Prompt: Rewrite all of the records below, replacing every "module" with "tool" and leaving everything else unchanged.

>> START Record set

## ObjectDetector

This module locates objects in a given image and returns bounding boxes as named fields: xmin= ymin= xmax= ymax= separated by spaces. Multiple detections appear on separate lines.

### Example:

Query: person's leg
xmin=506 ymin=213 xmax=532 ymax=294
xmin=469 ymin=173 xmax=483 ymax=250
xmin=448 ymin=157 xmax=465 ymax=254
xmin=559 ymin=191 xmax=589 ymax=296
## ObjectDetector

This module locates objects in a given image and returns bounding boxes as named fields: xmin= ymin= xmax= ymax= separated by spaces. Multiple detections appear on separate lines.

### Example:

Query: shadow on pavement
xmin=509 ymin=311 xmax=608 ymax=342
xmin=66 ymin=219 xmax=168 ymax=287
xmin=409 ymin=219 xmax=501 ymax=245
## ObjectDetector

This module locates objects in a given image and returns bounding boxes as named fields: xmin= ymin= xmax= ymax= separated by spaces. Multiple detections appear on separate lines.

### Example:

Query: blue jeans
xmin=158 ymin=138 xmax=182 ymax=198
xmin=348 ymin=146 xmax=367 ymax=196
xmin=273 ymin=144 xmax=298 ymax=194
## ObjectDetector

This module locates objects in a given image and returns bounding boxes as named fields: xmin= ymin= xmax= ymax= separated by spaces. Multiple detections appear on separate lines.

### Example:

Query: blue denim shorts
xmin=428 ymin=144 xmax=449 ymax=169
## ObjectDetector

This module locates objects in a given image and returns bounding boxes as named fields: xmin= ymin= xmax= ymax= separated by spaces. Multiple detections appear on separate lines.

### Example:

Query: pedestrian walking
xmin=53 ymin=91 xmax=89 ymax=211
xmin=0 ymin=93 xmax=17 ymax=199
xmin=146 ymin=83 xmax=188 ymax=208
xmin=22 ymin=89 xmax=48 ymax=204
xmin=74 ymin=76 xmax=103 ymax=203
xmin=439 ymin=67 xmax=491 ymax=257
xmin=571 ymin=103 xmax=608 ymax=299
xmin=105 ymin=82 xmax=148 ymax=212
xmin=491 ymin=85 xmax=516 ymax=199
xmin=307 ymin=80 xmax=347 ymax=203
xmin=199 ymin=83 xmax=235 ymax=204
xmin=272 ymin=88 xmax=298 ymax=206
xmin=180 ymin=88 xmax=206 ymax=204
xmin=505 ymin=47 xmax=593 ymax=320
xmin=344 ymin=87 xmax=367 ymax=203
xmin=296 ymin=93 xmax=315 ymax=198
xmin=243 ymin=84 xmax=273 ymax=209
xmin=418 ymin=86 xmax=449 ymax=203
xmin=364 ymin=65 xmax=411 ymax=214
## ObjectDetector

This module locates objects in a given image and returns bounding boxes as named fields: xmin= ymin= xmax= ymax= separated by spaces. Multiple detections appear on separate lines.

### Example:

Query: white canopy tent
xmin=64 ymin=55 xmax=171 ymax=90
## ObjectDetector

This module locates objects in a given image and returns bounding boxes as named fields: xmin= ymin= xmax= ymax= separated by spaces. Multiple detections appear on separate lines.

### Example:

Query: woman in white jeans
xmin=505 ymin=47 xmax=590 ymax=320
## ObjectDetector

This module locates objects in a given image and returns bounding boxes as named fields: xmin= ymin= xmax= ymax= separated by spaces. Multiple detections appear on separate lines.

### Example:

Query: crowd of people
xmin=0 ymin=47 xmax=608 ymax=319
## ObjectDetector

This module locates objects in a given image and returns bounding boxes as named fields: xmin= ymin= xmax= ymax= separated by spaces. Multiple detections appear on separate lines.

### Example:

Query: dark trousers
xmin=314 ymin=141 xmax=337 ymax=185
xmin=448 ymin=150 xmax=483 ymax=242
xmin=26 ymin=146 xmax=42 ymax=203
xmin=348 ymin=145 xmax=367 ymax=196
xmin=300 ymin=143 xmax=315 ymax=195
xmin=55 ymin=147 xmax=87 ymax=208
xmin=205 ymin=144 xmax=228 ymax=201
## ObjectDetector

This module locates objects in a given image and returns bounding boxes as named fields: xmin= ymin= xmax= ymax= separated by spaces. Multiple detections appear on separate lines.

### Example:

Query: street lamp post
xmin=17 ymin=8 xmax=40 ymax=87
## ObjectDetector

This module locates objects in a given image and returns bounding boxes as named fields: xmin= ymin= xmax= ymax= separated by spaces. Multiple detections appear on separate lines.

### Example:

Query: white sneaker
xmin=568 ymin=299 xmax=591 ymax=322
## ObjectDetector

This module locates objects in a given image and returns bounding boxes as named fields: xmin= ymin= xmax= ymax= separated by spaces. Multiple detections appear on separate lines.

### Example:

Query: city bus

>> END Record set

Problem solution:
## ObjectDetector

This tool locates objects in a given image and returns bounding boxes as named fields: xmin= ymin= xmax= ymax= separated by spaces. Multiple detections appear on separate lines.

### Example:

Query: person's leg
xmin=506 ymin=213 xmax=532 ymax=294
xmin=469 ymin=173 xmax=483 ymax=250
xmin=448 ymin=157 xmax=465 ymax=254
xmin=559 ymin=191 xmax=589 ymax=296
## ObjectDetector

This tool locates objects in a given image and returns bounding boxes as named fields: xmin= ymin= xmax= ymax= separated by spaces. Multiple detections appear on separate lines.

### Example:

Query: shadow on pavement
xmin=509 ymin=311 xmax=608 ymax=342
xmin=66 ymin=219 xmax=168 ymax=287
xmin=409 ymin=219 xmax=501 ymax=245
## ObjectDetector

This tool locates objects in a given image and returns bounding boxes as named fields: xmin= ymin= xmax= ymax= separated by spaces. Multiple detections appear on separate lines.

### Example:

Query: blue jeans
xmin=158 ymin=138 xmax=182 ymax=198
xmin=348 ymin=146 xmax=367 ymax=196
xmin=273 ymin=144 xmax=298 ymax=194
## ObjectDetector

This tool locates objects in a given image and returns bounding boxes as named fields: xmin= ymin= xmax= ymax= separated by spaces. Multiple detections appear on separate lines.

### Example:

Query: blue denim shorts
xmin=428 ymin=144 xmax=449 ymax=169
## ObjectDetector

This tool locates objects in a given image and returns bounding boxes as named fields: xmin= ymin= xmax= ymax= separated by spaces. Multiple detections appear on separate lines.

### Example:

Query: pedestrian walking
xmin=53 ymin=91 xmax=89 ymax=211
xmin=0 ymin=93 xmax=17 ymax=199
xmin=146 ymin=83 xmax=188 ymax=208
xmin=22 ymin=89 xmax=48 ymax=204
xmin=74 ymin=76 xmax=103 ymax=203
xmin=439 ymin=67 xmax=491 ymax=257
xmin=571 ymin=103 xmax=608 ymax=299
xmin=105 ymin=82 xmax=148 ymax=212
xmin=491 ymin=85 xmax=516 ymax=199
xmin=307 ymin=80 xmax=347 ymax=203
xmin=199 ymin=83 xmax=235 ymax=204
xmin=272 ymin=88 xmax=298 ymax=206
xmin=180 ymin=88 xmax=206 ymax=204
xmin=505 ymin=47 xmax=593 ymax=320
xmin=344 ymin=87 xmax=367 ymax=203
xmin=296 ymin=93 xmax=315 ymax=198
xmin=243 ymin=84 xmax=273 ymax=209
xmin=418 ymin=86 xmax=449 ymax=203
xmin=364 ymin=65 xmax=411 ymax=214
## ObjectDetector

This tool locates objects in a given image and returns bounding boxes as named fields: xmin= ymin= xmax= ymax= separated by spaces. Multiple detections appear on separate lines.

### Example:

Query: white canopy tent
xmin=64 ymin=55 xmax=171 ymax=90
## ObjectDetector

This tool locates objects in a given image and returns bounding boxes as named fields: xmin= ymin= xmax= ymax= separated by spaces. Multiple detections appear on separate lines.

### Example:

Query: woman in white jeans
xmin=505 ymin=47 xmax=590 ymax=320
## ObjectDetector

This tool locates objects in a given image and returns bounding boxes as named fields: xmin= ymin= xmax= ymax= separated by spaces. Multiple detections appear on separate lines.

### Example:

Query: crowd of people
xmin=0 ymin=47 xmax=608 ymax=319
## ObjectDetector

This tool locates objects in a given image and returns bounding boxes as named fields: xmin= ymin= xmax= ymax= separated by spaces. Multiple detections appear on separate lines.

### Example:

Query: dark trousers
xmin=314 ymin=141 xmax=337 ymax=185
xmin=448 ymin=150 xmax=483 ymax=242
xmin=26 ymin=146 xmax=42 ymax=203
xmin=348 ymin=145 xmax=367 ymax=196
xmin=300 ymin=143 xmax=315 ymax=195
xmin=55 ymin=147 xmax=87 ymax=208
xmin=205 ymin=144 xmax=228 ymax=201
## ObjectDetector

This tool locates objects in a given image and returns bounding boxes as named fields: xmin= ymin= xmax= ymax= separated by spaces. Multiple detections appear on separate lines.

### Example:

Query: street lamp post
xmin=17 ymin=8 xmax=40 ymax=87
## ObjectDetector

This tool locates objects in a given image and returns bounding boxes as named fields: xmin= ymin= xmax= ymax= separated by spaces. Multiple detections appear on separate lines.

### Example:

Query: white sneaker
xmin=568 ymin=299 xmax=591 ymax=322
## ObjectDetector

This tool locates objects in a given image and returns bounding boxes as named fields: xmin= ymin= xmax= ymax= separated by spaces. Multiple detections appear on separate lines.

### Example:

Query: city bus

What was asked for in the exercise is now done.